The Grady College of Journalism and Mass Communication is a constituent college of the University of Georgia in Athens, Georgia, United States. Established in 1915, Grady College offers undergraduate degrees in journalism, advertising, public relations, and entertainment and media studies, and master's and doctoral programs of study. Grady has consistently been ranked among the top schools of journalism education and research in the U.S. 

The college is home to several prominent centers, awards, and institutes, including the Peabody Awards, recognized as one of the most prestigious awards in electronic journalism, the McGill Medal for Journalistic Courage, the James M. Cox Jr. Center for International Mass Communication Training and Research, the New Media Institute, and National Press Photographers Association.

History 
In 1915, Grady was founded as a school of journalism by Steadman Vincent Sanford, a young professor who later as president (1932–35) and chancellor (1935–45) of the University System of Georgia, was the architect of the modern University of Georgia. Classes were first held in the Academic Building near the university's iconic Arch just off Broad Street. Early courses included newspaper reporting and correspondence, editorial writing, history and principles of journalism, psychology of business procedure and newspaper advertising. In 1921, the school's name was changed to the Henry W. Grady School of Journalism in honor of university alumnus Henry W. Grady, an Athens native and white supremacist who served as part-owner and managing editor of the Atlanta Constitution in the 1880s.

Grady's first graduate, in 1921, Lamar Trotti, became a producer of major motion pictures for 20th Century Fox. He received an Academy Award for Writing Original Screenplay in 1945 for Wilson. The second graduate, in 1922, John Eldridge Drewry, became the school's longest serving director and dean (1932–69), and created a national reputation for the school. In 1940, Drewry established the George Foster Peabody Awards to address the fact that Columbia University, home of the Pulitzer Prize, did not accept radio broadcast entries (Peabody Awards for television were introduced in 1948 and categories for material distributed via the World Wide Web were added in the 1990s). By 1929, enrollment at Grady, which had moved into the south wing of the Commerce-Journalism Building the previous year, was nearly 70 students and included 20 women who graduated with bachelor's degrees in journalism. A master's degree program was authorized in 1938.

(GIVEN EXERCISE 1): According to the passage on Grady College, who established the George Foster Peabody Awards, and in what year?
(GIVEN EXERCISE 2): Duplicate the section of the passage on Grady College starting with "The college is" and going on through "Press Photographers Association.".

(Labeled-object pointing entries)
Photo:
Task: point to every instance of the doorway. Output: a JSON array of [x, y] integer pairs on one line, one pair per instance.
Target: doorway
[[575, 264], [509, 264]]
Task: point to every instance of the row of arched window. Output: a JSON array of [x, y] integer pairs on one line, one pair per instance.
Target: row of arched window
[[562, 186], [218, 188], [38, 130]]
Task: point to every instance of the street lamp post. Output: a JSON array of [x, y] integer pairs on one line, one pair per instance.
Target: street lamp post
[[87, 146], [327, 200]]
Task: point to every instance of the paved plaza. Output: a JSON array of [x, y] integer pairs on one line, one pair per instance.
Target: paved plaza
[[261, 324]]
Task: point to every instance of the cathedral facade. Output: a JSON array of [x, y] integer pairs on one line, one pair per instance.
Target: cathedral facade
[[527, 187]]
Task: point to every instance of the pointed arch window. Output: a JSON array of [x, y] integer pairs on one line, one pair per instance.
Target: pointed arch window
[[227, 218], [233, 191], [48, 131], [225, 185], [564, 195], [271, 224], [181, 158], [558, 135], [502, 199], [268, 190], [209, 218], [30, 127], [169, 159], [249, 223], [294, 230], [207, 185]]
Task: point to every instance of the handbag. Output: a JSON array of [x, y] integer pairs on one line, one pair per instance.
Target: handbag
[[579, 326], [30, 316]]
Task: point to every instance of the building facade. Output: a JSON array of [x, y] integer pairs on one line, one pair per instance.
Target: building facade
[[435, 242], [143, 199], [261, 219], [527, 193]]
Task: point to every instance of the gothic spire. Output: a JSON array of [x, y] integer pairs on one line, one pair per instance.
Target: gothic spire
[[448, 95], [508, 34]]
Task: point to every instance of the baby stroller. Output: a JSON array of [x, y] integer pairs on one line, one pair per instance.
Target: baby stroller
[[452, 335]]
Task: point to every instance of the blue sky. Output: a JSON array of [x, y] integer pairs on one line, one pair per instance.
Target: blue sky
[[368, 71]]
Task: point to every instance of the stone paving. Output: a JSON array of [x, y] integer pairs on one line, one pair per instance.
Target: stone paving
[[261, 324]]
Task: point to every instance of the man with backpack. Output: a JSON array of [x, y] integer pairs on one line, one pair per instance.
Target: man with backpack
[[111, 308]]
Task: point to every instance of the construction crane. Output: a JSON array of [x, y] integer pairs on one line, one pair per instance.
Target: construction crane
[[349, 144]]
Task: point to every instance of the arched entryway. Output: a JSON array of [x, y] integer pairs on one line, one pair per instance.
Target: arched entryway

(SOLUTION 1): John Eldridge Drewry established them in 1940.

(SOLUTION 2):
The college is home to several prominent centers, awards, and institutes, including the Peabody Awards, recognized as one of the most prestigious awards in electronic journalism, the McGill Medal for Journalistic Courage, the James M. Cox Jr. Center for International Mass Communication Training and Research, the New Media Institute, and National Press Photographers Association.